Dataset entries
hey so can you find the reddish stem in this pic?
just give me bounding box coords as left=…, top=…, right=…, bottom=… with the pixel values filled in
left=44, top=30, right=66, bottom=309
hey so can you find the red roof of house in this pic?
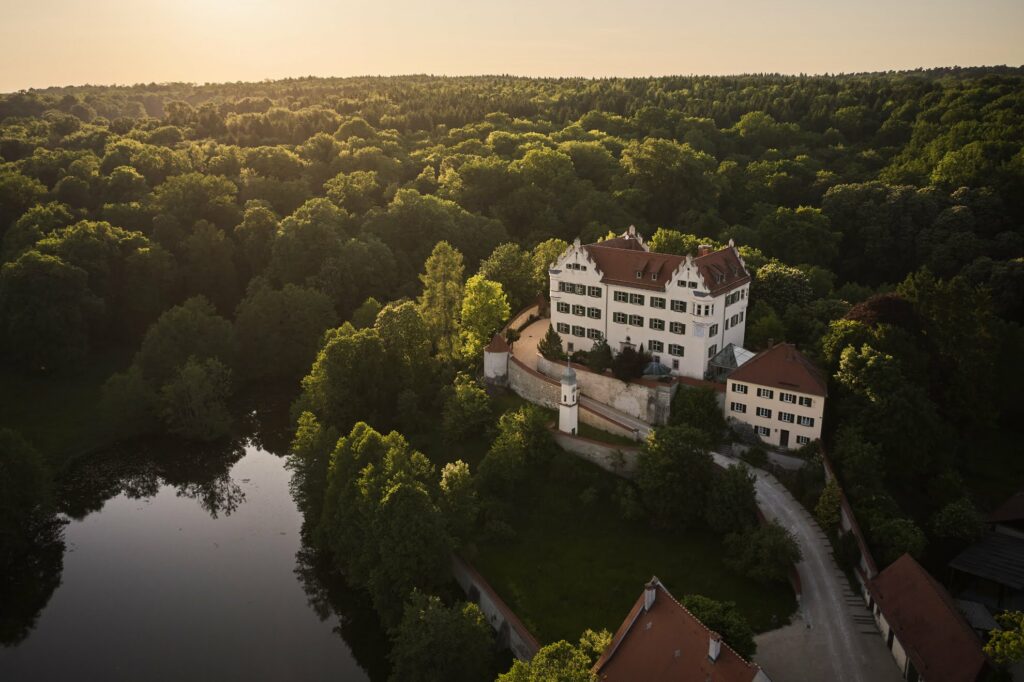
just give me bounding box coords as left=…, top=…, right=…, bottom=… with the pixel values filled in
left=582, top=231, right=748, bottom=295
left=869, top=554, right=987, bottom=682
left=593, top=578, right=765, bottom=682
left=727, top=343, right=828, bottom=397
left=989, top=490, right=1024, bottom=524
left=484, top=333, right=510, bottom=353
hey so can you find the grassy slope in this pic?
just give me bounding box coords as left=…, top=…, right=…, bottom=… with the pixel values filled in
left=472, top=453, right=796, bottom=644
left=0, top=348, right=132, bottom=467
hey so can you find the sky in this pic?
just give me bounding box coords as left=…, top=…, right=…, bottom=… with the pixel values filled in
left=1, top=0, right=1022, bottom=92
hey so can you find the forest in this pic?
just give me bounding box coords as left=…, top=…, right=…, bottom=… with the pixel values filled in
left=1, top=69, right=1023, bottom=678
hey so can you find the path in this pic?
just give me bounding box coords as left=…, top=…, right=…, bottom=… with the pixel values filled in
left=711, top=452, right=901, bottom=682
left=579, top=395, right=650, bottom=439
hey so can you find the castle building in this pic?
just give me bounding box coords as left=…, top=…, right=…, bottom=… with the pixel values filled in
left=548, top=226, right=750, bottom=380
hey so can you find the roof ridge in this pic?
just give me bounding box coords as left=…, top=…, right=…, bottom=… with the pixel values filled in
left=654, top=579, right=761, bottom=671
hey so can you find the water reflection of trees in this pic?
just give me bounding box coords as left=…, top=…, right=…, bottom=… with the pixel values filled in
left=0, top=516, right=65, bottom=646
left=59, top=438, right=247, bottom=520
left=294, top=543, right=392, bottom=681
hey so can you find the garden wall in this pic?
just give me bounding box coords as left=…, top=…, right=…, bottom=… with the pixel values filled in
left=821, top=450, right=878, bottom=593
left=508, top=356, right=559, bottom=410
left=507, top=303, right=541, bottom=334
left=552, top=431, right=640, bottom=478
left=535, top=355, right=674, bottom=425
left=452, top=555, right=541, bottom=661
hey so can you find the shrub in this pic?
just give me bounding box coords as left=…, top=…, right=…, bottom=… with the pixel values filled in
left=537, top=323, right=565, bottom=360
left=724, top=522, right=802, bottom=584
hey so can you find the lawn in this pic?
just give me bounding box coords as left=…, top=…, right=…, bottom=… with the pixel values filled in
left=472, top=453, right=796, bottom=644
left=0, top=347, right=132, bottom=468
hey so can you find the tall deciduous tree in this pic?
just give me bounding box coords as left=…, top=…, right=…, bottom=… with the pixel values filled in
left=388, top=591, right=493, bottom=682
left=460, top=274, right=510, bottom=359
left=418, top=241, right=465, bottom=358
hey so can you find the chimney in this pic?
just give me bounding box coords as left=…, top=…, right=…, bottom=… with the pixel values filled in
left=697, top=244, right=713, bottom=257
left=708, top=632, right=722, bottom=662
left=643, top=579, right=657, bottom=611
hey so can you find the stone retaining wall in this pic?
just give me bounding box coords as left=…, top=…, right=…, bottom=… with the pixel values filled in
left=452, top=555, right=540, bottom=661
left=535, top=355, right=674, bottom=425
left=552, top=431, right=640, bottom=478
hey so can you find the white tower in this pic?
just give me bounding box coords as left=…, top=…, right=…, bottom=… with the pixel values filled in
left=558, top=363, right=579, bottom=435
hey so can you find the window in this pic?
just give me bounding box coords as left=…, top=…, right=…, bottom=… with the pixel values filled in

### Task prompt
Give back the data exactly. Skip any images.

### Answer space
hey so can you find the reddish stem in this pic?
just give me bounding box coords as left=…, top=…, right=…, bottom=… with the pixel values filled in
left=44, top=30, right=66, bottom=309
hey so can you find the red roof of house in this pic?
just give me bounding box coords as left=…, top=…, right=…, bottom=… with the pixel values filled in
left=582, top=231, right=748, bottom=295
left=869, top=554, right=987, bottom=682
left=593, top=578, right=765, bottom=682
left=727, top=343, right=828, bottom=397
left=989, top=490, right=1024, bottom=524
left=484, top=333, right=510, bottom=353
hey so can you find the grassy slope in this pic?
just give me bounding box coords as left=…, top=…, right=…, bottom=… with the pixel values filled in
left=472, top=453, right=796, bottom=644
left=0, top=348, right=132, bottom=467
hey so can you find the sky in this pic?
just give me bounding box coords as left=…, top=…, right=…, bottom=… with the pixel values filled in
left=1, top=0, right=1022, bottom=92
hey so can you find the forest in this pic?
just give me bounding box coords as left=…, top=…, right=…, bottom=… with the pixel values filled in
left=1, top=69, right=1023, bottom=678
hey so can you find the path in this pic?
just give me bounding box coords as left=…, top=…, right=…, bottom=… with the pixel values filled in
left=711, top=452, right=901, bottom=682
left=579, top=395, right=650, bottom=439
hey so can you find the castle building in this pic?
just give me bounding box coords as left=…, top=…, right=…, bottom=… with the pixel values filled in
left=548, top=226, right=750, bottom=380
hey so can you find the roof ridge in this pic?
just give me bounding box coords as left=…, top=…, right=…, bottom=… with the pixel values filled in
left=654, top=579, right=761, bottom=671
hey so can you find the water reflection of trees in this pic?
just give me bounding box coords as left=…, top=…, right=…, bottom=… with the pixel values filled in
left=0, top=516, right=65, bottom=646
left=59, top=438, right=247, bottom=520
left=294, top=543, right=392, bottom=681
hey so can you find the garden wall in this pic?
just give me bounding box coords as left=…, top=…, right=…, bottom=… with the pixel values filled in
left=821, top=450, right=878, bottom=593
left=508, top=356, right=559, bottom=410
left=507, top=303, right=541, bottom=334
left=552, top=431, right=640, bottom=478
left=535, top=355, right=674, bottom=425
left=452, top=555, right=541, bottom=661
hey so can you find the shrub in this pic?
just give me bounding box coords as left=…, top=…, right=…, bottom=… with the pixel values filled in
left=537, top=323, right=565, bottom=360
left=724, top=522, right=802, bottom=584
hey so can you find the lawn in this pic?
just give me bounding box coords as left=…, top=…, right=…, bottom=… with the pixel values filled in
left=472, top=453, right=796, bottom=644
left=0, top=347, right=132, bottom=468
hey so can you find the tall deciduous tree in this pic?
just give me bounding box coords as left=…, top=…, right=…, bottom=… with the pixel values filled in
left=388, top=591, right=493, bottom=682
left=460, top=274, right=510, bottom=359
left=418, top=241, right=465, bottom=358
hey so can you find the chimney in this pic?
just give me bounding box coords as left=…, top=…, right=…, bottom=… with the pixel values filled in
left=697, top=244, right=713, bottom=257
left=708, top=632, right=722, bottom=662
left=643, top=579, right=657, bottom=611
hey so can you find the stone retaining wall in this pic?
just give me bounding box coords as left=…, top=…, right=…, bottom=… with the pixel values filled in
left=452, top=555, right=540, bottom=661
left=535, top=355, right=674, bottom=425
left=552, top=431, right=640, bottom=478
hey so can you find the white tower in this pic?
just give me bounding box coords as left=…, top=…, right=…, bottom=… with the pixel values filled in
left=558, top=363, right=579, bottom=435
hey so can you find the window in this pic?
just give me bounding box coords as left=…, top=…, right=…, bottom=… with the pixel values filled in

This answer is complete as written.